Reproduce part of the coal-conditioning passage below word for word: begin at the words "This invention relates" and stop after "the carbonaceous material.".

| Selected passage |
======

2. The method of claim 1 wherein said solute is released from supercritical phase and is added to said ash-reduced fraction of residuum.
3. The method of claim 2 wherein said solute is at least 1% by weight of said carbonaceous material.
4. The method of claim 2 wherein said solute is in the range of 1-15% by weight of said carbonaceous material.
5. The method of claim 1 wherein said solute is released from supercritical phase by separating the supercritical and solid phases and reducing the pressure of the fluid to below is critical pressure.
6. The method of claim 1 wherein the carbonaceous material is coal and is contacted by the supercritical fluid within 1.0 to 4.0 times the absolute critical pressure and at a temperature within 1.0 to 1.1 times the absolute critical temperature but at a sufficiently low temperature to avoid softening of the coal while extracting a minor solute fraction into supercritical phase.
7. The method of claim 6 wherein the coal is of about 0.5 to 1.5 millimeters particle size average.
8. The method of claim 1 wherein said ash-reduced fraction is a major portion and said ash-enriched fraction is a minor portion of said solid residuum.
9. The method of claim 1 wherein said supercritical fluid is methanol and said ash-reduced fraction is of lower sulfur content than said carbonaceous material.

The United States Government has rights in this invention due to the Employer/Employee relationship of the inventor to the U.S. Department of Energy at the Pittsburgh Energy Research and Technology Center.


This invention relates to a method for conditioning coal or other carbonaceous material prior to physical separation. In particular, the pretreatment involves the use of supercritical fluids in conditioning the carbonaceous material.

Several factors limit the increased efficient utilization of coal. The gaseous release of the sulfur and nitrogen species in coal upon combustion has been and remains one of the most important limitations to increased utilization. Also the presence of high levels of mineral matter prohibit the use of coal, especially in markets traditionally dominated by petroleum products and natural gas.

Commercial approaches to coal cleaning rely on differences in the physical properties of the coal and mineral matter to reject the undesirable portion of the coal. Many coals are known to be unresponsive to such techniques due to a variety of reasons, one of which is the incomplete segregation of mineral matter from the organic matrix of the coal.

======

| Dataset content |

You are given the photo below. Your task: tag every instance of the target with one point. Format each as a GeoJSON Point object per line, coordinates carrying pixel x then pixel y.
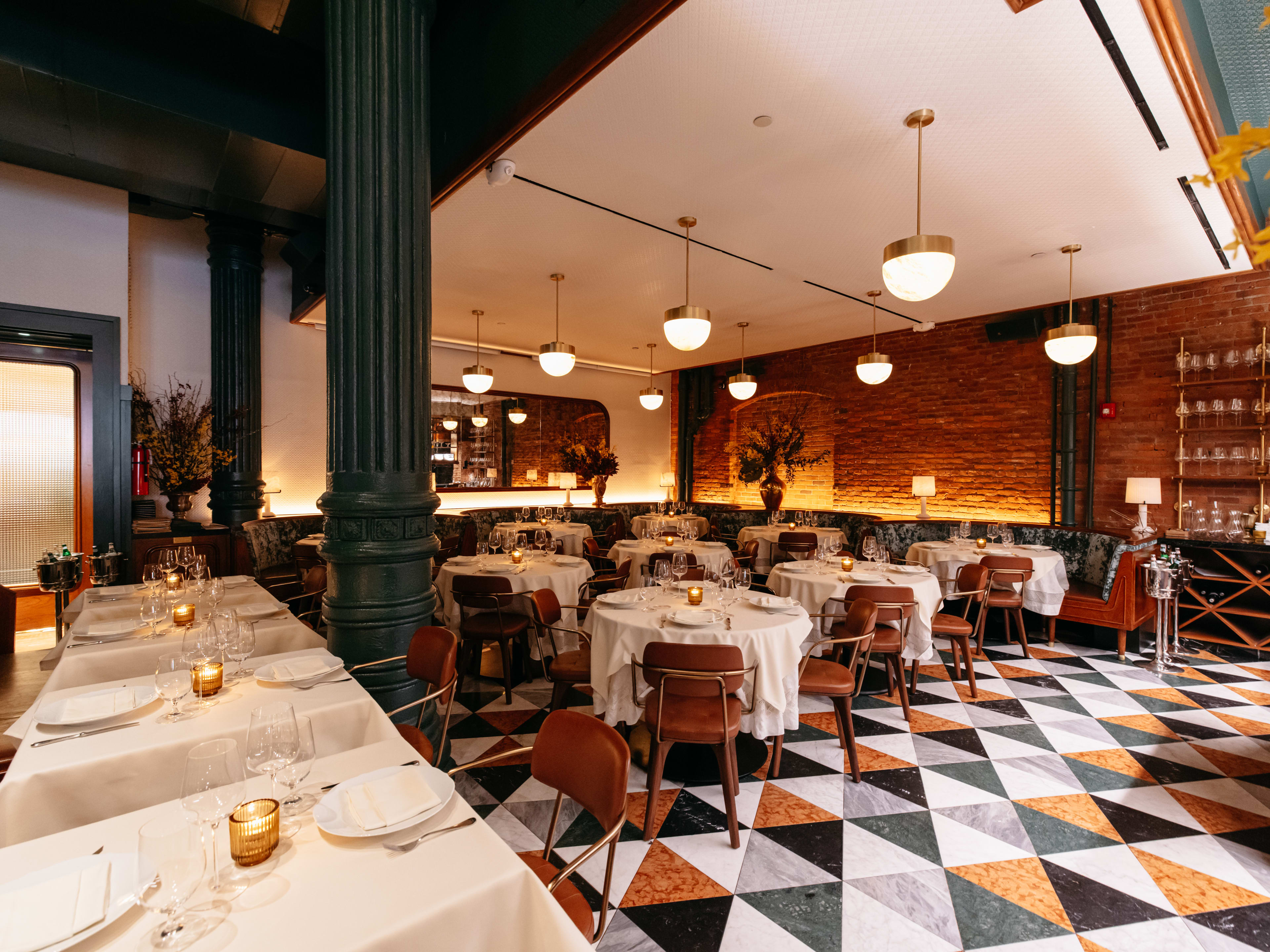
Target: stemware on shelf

======

| Response for this exercise |
This invention relates to a method for conditioning coal or other carbonaceous material prior to physical separation. In particular, the pretreatment involves the use of supercritical fluids in conditioning the carbonaceous material.